● **What the task requires**: Produce an exact copy of the lines from the line containing "Phrase: sliced fruit" through the last line of the listing below, both ends included, and nothing else.

(Pointing and labeling entries)
** Start **

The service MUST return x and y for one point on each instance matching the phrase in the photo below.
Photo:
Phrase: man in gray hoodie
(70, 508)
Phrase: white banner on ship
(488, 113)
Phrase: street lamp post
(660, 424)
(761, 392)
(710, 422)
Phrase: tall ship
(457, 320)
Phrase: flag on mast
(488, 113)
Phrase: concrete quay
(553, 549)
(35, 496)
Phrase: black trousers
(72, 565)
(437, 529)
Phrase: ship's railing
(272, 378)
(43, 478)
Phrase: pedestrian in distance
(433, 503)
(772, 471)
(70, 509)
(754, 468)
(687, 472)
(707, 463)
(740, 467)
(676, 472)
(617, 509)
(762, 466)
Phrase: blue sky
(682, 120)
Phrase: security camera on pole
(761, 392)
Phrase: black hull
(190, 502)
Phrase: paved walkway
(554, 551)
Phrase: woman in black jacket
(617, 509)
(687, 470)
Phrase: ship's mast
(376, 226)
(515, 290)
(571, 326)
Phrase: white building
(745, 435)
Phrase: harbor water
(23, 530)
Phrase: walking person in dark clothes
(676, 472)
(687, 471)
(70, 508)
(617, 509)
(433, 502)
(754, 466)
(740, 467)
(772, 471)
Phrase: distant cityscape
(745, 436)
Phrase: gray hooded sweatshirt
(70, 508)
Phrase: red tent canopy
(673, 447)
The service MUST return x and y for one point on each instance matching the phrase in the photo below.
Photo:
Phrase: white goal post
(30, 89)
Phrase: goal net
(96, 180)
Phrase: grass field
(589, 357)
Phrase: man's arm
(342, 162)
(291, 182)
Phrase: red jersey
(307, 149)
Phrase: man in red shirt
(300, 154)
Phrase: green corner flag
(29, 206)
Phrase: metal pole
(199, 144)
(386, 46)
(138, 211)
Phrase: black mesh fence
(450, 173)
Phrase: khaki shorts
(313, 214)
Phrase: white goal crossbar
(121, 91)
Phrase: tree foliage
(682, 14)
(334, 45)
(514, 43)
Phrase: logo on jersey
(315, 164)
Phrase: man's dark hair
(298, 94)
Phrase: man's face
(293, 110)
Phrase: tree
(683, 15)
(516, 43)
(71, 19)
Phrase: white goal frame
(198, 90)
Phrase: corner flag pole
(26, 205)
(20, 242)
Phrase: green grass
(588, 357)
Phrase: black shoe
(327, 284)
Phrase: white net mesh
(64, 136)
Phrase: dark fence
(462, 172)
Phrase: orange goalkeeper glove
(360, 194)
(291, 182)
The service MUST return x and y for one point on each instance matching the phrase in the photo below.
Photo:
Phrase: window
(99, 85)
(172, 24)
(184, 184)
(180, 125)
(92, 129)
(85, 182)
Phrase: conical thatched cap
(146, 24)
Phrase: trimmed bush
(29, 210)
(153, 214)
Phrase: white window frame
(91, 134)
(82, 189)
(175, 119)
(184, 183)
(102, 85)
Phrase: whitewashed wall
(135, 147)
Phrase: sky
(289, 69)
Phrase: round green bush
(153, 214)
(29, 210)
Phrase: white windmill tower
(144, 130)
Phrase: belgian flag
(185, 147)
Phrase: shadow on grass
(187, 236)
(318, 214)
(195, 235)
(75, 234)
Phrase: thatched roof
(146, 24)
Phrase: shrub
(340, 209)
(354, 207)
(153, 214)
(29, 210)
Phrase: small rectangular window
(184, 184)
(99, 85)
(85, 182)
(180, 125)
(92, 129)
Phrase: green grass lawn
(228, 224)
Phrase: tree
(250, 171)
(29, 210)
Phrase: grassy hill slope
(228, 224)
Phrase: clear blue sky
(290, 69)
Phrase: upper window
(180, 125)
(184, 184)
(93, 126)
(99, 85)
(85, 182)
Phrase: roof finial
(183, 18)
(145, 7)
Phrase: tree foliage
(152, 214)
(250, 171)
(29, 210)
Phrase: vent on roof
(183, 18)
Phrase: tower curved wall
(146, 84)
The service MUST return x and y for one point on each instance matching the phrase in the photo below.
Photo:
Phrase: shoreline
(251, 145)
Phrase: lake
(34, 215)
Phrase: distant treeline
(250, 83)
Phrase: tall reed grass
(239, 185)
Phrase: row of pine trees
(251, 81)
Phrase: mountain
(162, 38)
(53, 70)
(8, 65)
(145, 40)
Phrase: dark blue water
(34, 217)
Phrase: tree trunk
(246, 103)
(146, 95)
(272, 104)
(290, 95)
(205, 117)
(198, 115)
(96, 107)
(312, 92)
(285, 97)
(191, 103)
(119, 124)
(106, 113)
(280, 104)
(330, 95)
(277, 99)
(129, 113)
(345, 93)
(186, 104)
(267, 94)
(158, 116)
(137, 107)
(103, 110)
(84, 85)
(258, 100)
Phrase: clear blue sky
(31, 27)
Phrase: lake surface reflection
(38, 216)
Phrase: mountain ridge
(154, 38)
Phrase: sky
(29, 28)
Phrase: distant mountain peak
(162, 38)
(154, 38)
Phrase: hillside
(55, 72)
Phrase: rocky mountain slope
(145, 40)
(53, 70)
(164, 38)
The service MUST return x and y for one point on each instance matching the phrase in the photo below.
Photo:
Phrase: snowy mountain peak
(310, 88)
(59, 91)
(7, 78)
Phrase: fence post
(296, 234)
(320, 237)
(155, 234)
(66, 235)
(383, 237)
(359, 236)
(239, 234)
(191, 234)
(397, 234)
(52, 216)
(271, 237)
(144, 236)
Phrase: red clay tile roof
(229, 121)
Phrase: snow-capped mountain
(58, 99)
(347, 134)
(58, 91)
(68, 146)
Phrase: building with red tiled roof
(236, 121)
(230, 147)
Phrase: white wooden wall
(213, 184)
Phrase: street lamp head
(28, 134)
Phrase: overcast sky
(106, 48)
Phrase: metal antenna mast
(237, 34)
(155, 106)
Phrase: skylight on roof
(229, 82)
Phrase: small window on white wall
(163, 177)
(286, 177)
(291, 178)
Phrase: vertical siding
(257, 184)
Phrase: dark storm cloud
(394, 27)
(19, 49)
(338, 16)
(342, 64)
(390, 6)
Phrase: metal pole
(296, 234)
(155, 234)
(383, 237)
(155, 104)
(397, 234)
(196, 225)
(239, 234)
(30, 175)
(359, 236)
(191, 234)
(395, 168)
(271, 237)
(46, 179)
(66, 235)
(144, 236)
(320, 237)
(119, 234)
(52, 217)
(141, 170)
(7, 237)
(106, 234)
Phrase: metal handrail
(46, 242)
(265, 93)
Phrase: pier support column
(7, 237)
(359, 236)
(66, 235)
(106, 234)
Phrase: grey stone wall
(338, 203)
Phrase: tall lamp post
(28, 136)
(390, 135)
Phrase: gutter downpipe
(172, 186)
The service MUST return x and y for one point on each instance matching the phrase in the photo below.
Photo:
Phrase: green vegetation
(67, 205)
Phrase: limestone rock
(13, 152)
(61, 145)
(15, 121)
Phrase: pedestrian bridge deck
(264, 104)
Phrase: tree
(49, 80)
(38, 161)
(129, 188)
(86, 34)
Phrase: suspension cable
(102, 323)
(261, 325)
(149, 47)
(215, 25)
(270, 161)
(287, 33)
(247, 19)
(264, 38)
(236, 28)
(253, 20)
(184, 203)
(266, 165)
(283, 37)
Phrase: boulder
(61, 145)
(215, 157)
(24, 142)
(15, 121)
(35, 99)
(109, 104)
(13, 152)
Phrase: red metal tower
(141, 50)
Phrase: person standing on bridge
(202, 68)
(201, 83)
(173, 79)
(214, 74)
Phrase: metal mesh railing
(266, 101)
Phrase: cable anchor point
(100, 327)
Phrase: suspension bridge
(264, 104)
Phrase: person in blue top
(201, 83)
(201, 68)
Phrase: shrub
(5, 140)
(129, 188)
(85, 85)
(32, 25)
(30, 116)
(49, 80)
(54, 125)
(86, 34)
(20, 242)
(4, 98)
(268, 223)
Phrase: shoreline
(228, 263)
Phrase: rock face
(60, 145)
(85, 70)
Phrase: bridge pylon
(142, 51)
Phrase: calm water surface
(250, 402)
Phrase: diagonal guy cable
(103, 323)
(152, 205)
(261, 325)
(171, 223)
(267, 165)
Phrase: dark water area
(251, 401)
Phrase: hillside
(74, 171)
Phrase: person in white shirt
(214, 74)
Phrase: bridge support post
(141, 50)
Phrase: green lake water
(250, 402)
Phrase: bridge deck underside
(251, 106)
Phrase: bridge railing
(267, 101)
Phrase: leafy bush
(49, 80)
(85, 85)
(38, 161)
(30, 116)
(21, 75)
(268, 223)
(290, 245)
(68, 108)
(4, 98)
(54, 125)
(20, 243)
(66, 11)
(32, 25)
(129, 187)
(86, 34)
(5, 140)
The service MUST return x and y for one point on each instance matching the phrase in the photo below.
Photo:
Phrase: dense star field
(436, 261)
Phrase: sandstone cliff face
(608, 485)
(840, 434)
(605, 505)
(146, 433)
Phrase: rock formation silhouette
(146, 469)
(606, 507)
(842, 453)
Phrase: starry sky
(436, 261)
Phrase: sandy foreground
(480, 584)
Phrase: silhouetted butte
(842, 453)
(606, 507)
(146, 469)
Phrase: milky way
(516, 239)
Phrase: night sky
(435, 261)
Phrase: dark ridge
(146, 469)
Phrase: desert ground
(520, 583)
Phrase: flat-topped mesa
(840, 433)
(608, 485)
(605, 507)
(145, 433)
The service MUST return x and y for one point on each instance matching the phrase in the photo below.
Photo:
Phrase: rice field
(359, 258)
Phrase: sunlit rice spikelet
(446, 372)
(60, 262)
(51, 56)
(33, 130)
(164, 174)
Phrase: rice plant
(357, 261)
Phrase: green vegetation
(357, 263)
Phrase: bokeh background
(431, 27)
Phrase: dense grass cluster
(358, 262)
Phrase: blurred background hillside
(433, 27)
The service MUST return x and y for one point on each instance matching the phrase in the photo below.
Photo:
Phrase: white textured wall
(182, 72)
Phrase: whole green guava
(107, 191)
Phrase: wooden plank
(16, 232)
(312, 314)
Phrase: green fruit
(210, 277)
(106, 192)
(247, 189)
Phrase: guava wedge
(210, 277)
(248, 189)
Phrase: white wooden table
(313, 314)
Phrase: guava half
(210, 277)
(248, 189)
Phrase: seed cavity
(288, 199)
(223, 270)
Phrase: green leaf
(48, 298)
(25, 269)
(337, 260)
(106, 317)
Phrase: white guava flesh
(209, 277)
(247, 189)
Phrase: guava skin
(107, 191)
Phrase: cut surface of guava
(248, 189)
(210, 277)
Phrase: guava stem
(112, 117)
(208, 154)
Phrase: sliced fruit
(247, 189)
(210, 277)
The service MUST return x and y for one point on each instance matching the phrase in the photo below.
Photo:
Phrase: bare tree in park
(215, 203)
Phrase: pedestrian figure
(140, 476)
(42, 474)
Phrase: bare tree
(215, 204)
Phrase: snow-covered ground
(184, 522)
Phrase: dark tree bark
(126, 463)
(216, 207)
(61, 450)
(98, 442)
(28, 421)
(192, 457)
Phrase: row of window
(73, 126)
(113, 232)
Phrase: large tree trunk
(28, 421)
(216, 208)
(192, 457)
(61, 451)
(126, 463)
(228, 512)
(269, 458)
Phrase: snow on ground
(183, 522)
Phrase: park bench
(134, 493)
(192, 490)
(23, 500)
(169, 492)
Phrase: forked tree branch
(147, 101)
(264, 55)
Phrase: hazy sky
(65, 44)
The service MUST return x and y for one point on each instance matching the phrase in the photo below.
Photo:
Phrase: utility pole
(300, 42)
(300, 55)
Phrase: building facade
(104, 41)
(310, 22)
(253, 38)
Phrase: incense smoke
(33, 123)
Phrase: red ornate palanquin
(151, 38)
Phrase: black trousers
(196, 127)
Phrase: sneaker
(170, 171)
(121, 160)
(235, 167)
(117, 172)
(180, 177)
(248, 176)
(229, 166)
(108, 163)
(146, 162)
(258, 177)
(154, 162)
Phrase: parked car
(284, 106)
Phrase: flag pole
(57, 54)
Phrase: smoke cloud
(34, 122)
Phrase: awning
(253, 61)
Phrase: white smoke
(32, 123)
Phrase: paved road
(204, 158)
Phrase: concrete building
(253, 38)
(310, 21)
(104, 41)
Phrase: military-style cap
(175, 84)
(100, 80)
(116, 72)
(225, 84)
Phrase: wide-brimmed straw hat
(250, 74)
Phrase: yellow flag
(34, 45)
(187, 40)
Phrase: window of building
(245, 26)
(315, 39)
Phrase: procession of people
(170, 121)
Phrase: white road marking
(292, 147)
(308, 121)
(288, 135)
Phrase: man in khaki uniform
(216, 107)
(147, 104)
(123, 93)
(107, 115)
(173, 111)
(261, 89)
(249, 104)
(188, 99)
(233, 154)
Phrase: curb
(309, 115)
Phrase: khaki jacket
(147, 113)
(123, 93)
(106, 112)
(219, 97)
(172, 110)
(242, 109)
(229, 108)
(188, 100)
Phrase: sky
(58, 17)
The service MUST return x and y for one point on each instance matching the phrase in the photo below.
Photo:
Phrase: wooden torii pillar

** End **

● **Reply to the task**:
Phrase: sliced fruit
(247, 189)
(210, 277)
The service MUST return x and y for one point on each instance matching the phrase in the photo below.
Photo:
Phrase: bare tree in park
(215, 203)
Phrase: pedestrian figure
(140, 476)
(42, 474)
Phrase: bare tree
(215, 204)
Phrase: snow-covered ground
(184, 522)
Phrase: dark tree bark
(126, 463)
(216, 207)
(61, 450)
(98, 442)
(28, 421)
(192, 457)
Phrase: row of window
(73, 126)
(113, 232)
Phrase: large tree trunk
(28, 421)
(216, 208)
(192, 457)
(61, 451)
(126, 463)
(228, 512)
(269, 458)
Phrase: snow on ground
(183, 522)
Phrase: park bench
(134, 493)
(192, 490)
(23, 500)
(169, 492)
Phrase: forked tree branch
(147, 101)
(264, 55)
Phrase: hazy sky
(65, 44)
The service MUST return x and y for one point on each instance matching the phrase in the photo below.
Photo:
Phrase: utility pole
(300, 42)
(300, 55)
Phrase: building facade
(104, 41)
(310, 22)
(253, 38)
Phrase: incense smoke
(33, 123)
Phrase: red ornate palanquin
(151, 38)
Phrase: black trousers
(196, 127)
Phrase: sneaker
(170, 171)
(121, 160)
(235, 167)
(117, 172)
(180, 177)
(248, 176)
(229, 166)
(108, 163)
(146, 162)
(258, 177)
(154, 162)
Phrase: parked car
(284, 106)
Phrase: flag pole
(57, 54)
Phrase: smoke cloud
(34, 122)
Phrase: awning
(253, 61)
Phrase: white smoke
(32, 123)
Phrase: paved road
(204, 158)
Phrase: concrete building
(253, 38)
(310, 21)
(104, 41)
Phrase: military-style cap
(175, 84)
(100, 80)
(116, 72)
(225, 84)
Phrase: wide-brimmed straw hat
(250, 74)
Phrase: yellow flag
(34, 45)
(187, 40)
Phrase: window of building
(245, 26)
(315, 39)
Phrase: procession of people
(170, 121)
Phrase: white road marking
(292, 147)
(308, 121)
(288, 135)
Phrase: man in khaki uniform
(216, 107)
(147, 104)
(123, 93)
(107, 115)
(173, 111)
(261, 89)
(249, 104)
(188, 99)
(233, 154)
Phrase: curb
(309, 115)
Phrase: khaki jacket
(147, 113)
(123, 93)
(106, 112)
(219, 97)
(172, 110)
(242, 109)
(229, 108)
(188, 100)
Phrase: sky
(58, 17)
The service MUST return x and y for one point on each instance matching the phrase in the photo below.
Photo:
Phrase: wooden torii pillar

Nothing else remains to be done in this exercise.